* **HOW TO COMPLETE THIS TASK**: The output should be the line containing "of the blurred" and every later line of the records, exactly as written, and nothing else.

* **EXERCISE DATA**:
---------------
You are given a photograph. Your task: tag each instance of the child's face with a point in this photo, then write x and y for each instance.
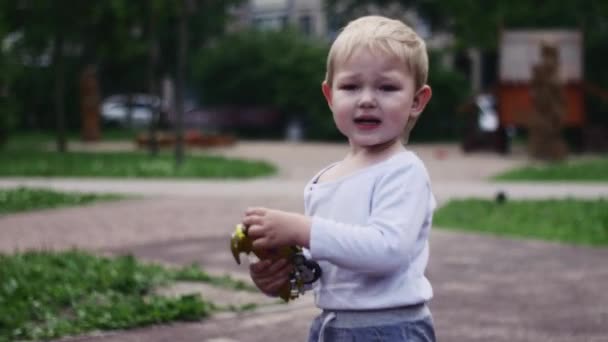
(372, 97)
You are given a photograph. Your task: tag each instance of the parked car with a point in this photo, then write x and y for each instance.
(115, 109)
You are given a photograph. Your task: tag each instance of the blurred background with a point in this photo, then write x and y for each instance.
(167, 72)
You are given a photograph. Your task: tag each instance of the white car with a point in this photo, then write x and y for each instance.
(115, 109)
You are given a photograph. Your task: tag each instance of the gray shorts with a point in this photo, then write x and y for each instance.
(412, 324)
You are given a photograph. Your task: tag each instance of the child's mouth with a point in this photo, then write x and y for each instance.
(367, 122)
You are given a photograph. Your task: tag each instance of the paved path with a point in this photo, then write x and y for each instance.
(486, 288)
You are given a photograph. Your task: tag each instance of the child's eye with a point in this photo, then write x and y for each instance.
(348, 86)
(389, 87)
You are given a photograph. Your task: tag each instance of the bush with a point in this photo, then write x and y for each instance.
(440, 120)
---------------
* **SOLUTION**:
You are given a photograph. Your task: tag each instance of the blurred background with a point in this photo, then write x and y for each instance.
(167, 72)
You are given a photograph. Your task: tag each instance of the white car with a point in this photo, then write x and y for each instance.
(115, 109)
You are given a photograph. Your task: tag each instance of the gray shorts with a point in this photo, then write x and y for each instance.
(412, 324)
You are given a photograph. Your task: tag each instance of the child's mouth with a point in this photo, then write x and y for each instance.
(367, 122)
You are given a photograph. Your task: tag each instance of the paved path with a point in this photo, then write x and y for each instance.
(486, 288)
You are given a photograph. Your task: tag each instance of the child's eye with a point in this photo, then write x and y for each instance.
(348, 86)
(389, 87)
You are given a photograph. Your task: tag each instance of the bush with a point in this photo, then write x and y for each instance.
(440, 120)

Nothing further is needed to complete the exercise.